:: Extract to read
High school radio are radio stations located at high schools and usually operated by its students with faculty supervision. The oldest extant high school AM radio station is AM 1450 KBPS in Portland, Oregon. Portland radio station KBPS, first licensed in 1923, is the second oldest radio station overall in the city of Portland.  The student body of Benson Polytechnic High School purchased the transmitter and other equipment from Stubbs Electric in Portland for $1,800. Money for the purchase of the station came from student body funds.
On March 23, 1923, the student body of Benson was licensed by the federal government to operate a radio station using 200 watts of power at 834 kilocycles. The first call letters of the station were KFIF. The station made its formal debut on the air and was officially dedicated in early May of 1923, between the hours of 9:30 p.m. to 10:30 p.m., on the opening night of the 5th annual Benson Tech Show. In spring of 1930, the call letters changed from KFIF to KBPS, for Benson Polytechnic High School. In 1941 KBPS stopped sharing its frequency with other stations and moved to 1450 AM on the dial where it remains today. In 1971 the FCC gave the station permission to increase daytime transmitting power to 1000 watts. Nighttime power was 250 watts.  KBPS is now licensed for 1000 watts 24-hours a day. The KBPS studios, transmitter and 200 foot self-supporting steel tower are located at the rear of the Benson campus. AM 1450 still broadcasts 24/7/365 and the KBPS Radio Broadcasting program at Benson High School still teaches today's students about radio broadcasting and audio content creation.
::::
Set tasks>
1. In the text on high school radio, what were the first call letters of the Benson Polytechnic High School station?
2. Pick up the account of high school radio after its final sentence and write the next part.
:: Items
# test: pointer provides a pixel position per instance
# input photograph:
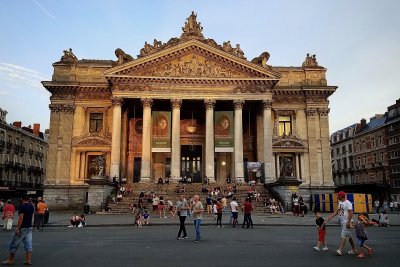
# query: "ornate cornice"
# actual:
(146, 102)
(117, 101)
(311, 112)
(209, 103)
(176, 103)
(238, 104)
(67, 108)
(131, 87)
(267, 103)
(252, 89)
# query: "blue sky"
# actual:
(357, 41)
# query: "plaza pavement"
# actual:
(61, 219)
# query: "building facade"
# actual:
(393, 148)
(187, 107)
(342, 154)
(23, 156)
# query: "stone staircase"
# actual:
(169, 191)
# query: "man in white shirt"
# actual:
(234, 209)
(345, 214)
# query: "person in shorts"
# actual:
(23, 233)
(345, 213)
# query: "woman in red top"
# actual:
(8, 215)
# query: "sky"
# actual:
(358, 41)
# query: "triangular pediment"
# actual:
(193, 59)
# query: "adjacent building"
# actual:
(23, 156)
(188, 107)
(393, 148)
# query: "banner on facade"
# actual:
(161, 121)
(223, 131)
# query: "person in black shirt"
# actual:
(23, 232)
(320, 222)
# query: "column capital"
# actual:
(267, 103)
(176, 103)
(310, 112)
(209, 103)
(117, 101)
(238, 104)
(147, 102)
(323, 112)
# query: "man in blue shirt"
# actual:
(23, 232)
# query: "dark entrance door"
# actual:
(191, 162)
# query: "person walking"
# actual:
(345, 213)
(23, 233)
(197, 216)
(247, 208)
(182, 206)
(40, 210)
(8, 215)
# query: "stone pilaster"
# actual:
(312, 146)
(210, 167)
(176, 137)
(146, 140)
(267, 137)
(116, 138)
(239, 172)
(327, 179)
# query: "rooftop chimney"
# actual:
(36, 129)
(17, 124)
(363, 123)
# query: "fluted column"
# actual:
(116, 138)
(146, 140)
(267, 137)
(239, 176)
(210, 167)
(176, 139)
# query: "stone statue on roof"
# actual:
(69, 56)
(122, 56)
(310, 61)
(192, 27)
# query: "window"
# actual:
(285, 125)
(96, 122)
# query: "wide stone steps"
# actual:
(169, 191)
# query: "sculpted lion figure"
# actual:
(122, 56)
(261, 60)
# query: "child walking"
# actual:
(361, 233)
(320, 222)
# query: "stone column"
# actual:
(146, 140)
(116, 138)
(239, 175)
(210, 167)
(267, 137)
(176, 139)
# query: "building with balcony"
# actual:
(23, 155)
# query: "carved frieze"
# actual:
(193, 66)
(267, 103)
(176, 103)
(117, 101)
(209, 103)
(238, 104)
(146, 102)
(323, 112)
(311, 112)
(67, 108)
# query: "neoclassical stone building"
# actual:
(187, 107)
::::
Task-by-task outputs>
1. KFIF

2.
The oldest extant high school FM radio stations began broadcasting in the 1940s, with the advent of the 88–108 MHz FM radio band.  Because the 88-92 MHz region was dedicated to non-commercial broadcasting, this allowed for schools to fairly easily obtain licenses from the FCC.  The oldest HS station on FM is WNAS in New Albany, Indiana, which started broadcasting in May 1949. The station is still broadcasting today.  WHHS, Haverford Senior High School's radio station also started in 1949, located in Havertown, Pennsylvania. As the FM band increased in listenership in the next few decades, the number of HS stations increased with it.  In addition to this number, there have always been untold numbers of unlicensed stations using carrier current (popular through the 1970s), extremely low power or "Part 15" stations, and closed-circuit broadcasting.  Many of the licensed stations are assigned to suburban school districts in a few large metro areas: Chicago, Indianapolis, Detroit, Boston, Philadelphia, Seattle and to a lesser extent San Francisco and Cleveland.

After a steady decline in their numbers in the 1980s and '90s, the availability of LPFM licenses has renewed interest in HS radio.

John Drury High School Radio Awards

The John Drury Awards are a national competition for high school radio students. The Drury categories include Best Newscast, Best Station Promo, Best Sports Play-by-Play, and Best Public Service Announcement. The awards are held each October annually. The awards luncheon and ceremony is hosted by North Central College in Naperville, Illinois, just outside Chicago. The awards began as a small enterprise, but have grown each year with entries from stations in Michigan, Connecticut, Illinois, Tennessee, Iowa, and more. They are named in memory of John Drury, a television news anchorman from Chicago, IL.

The individual record for most awards won was set in 2007 by Wade Fink. Fink won seven awards, and had more points individually than any other station had total.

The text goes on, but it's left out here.